— Start of Article —
Ask HN: What podcasts do you subscribe to? - dawie

I used to follow quite a few podcasts, but I haven't in a year or two. I want to load some up again, but would like some recommendations.
======
nir
Most of the Long New Foundation's seminars are excellent:
<http://longnow.org/projects/seminars/>

The New Yorker Out Loud has its moments:
<http://www.newyorker.com/online/podcasts/outloud>

The Moth' stories are great for passing that subway ride home:
<http://www.themoth.org/podcast>

BBC's From Our Own Correspondent is pretty good too:
<http://www.bbc.co.uk/radio/podcasts/fooc/>

"Open Source Radio" (nothing to do with open source, except hijacking the term
to sound "hip") used to be pretty good, but lately it's been like listening to
a podcast by Reddit. Still, they might get some sense back (or you might like
Reddit): <http://www.radioopensource.org/>

------
trevelyan
Our own! <http://popupchinese.com>

There are podcasts that teach other languages of differing quality. In any
case, the online+podcast approach is a much more effective way to learn than
using a traditional book & tape, or even going to a classroom once or twice a
week.

One point -- don't be shy about repeating words and phrases out loud while you
listen though. If you're just listening it takes much longer to internalize
the content, especially for adults.

------
drRoflol
Java Posse, Drunk and Retired, and StackOverflow for IT-stuff.

1-UP (games), Dan Carlin's hardcore history (history podcast) and Common sense
with Dan Carlin (politics) for fun;)

------
ThomPete
<http://itc.conversationsnetwork.org/>

And spokenword.org (more than 80K podcasts)

------
Sephr
The 404 and the Onion.
— End of Article —
— Start of Given data —
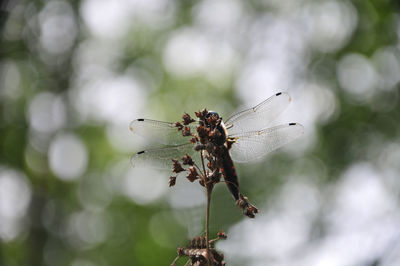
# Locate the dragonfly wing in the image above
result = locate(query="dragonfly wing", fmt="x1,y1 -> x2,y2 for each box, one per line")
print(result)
225,92 -> 291,135
131,143 -> 200,170
229,123 -> 304,163
129,119 -> 197,145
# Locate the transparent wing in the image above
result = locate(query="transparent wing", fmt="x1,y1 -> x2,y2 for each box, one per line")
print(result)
131,143 -> 200,169
129,119 -> 197,145
229,123 -> 304,163
225,92 -> 291,135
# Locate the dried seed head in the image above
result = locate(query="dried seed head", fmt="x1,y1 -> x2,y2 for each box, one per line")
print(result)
182,127 -> 192,137
182,113 -> 194,126
217,229 -> 227,239
175,122 -> 183,131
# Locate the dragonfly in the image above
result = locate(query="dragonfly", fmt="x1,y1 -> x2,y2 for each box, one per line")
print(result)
130,92 -> 304,207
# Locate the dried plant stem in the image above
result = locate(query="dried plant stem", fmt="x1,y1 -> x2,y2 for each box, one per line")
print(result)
206,183 -> 213,266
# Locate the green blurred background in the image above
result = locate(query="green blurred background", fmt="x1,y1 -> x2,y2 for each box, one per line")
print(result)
0,0 -> 400,266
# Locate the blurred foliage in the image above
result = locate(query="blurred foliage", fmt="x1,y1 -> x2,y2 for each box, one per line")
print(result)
0,0 -> 400,266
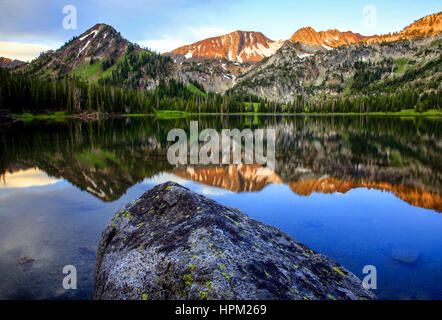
— End of Given data —
:: Directions ::
A - Write out the passage of the podcast thread that opens with the words containing "One point -- don't" and closes with "(politics) for fun;)".
B - In the podcast thread, how many podcasts does spokenword.org offer?
C - According to the podcast thread, why should someone learning a language from podcasts repeat words and phrases out loud while listening? Answer in one to three sentences.

:: Answers to the problems ::
A -
One point -- don't be shy about repeating words and phrases out loud while you
listen though. If you're just listening it takes much longer to internalize
the content, especially for adults.

------
drRoflol
Java Posse, Drunk and Retired, and StackOverflow for IT-stuff.

1-UP (games), Dan Carlin's hardcore history (history podcast) and Common sense
with Dan Carlin (politics) for fun;)

B - More than 80K podcasts.

C - If you only listen, it takes much longer to internalize the content, especially for adults.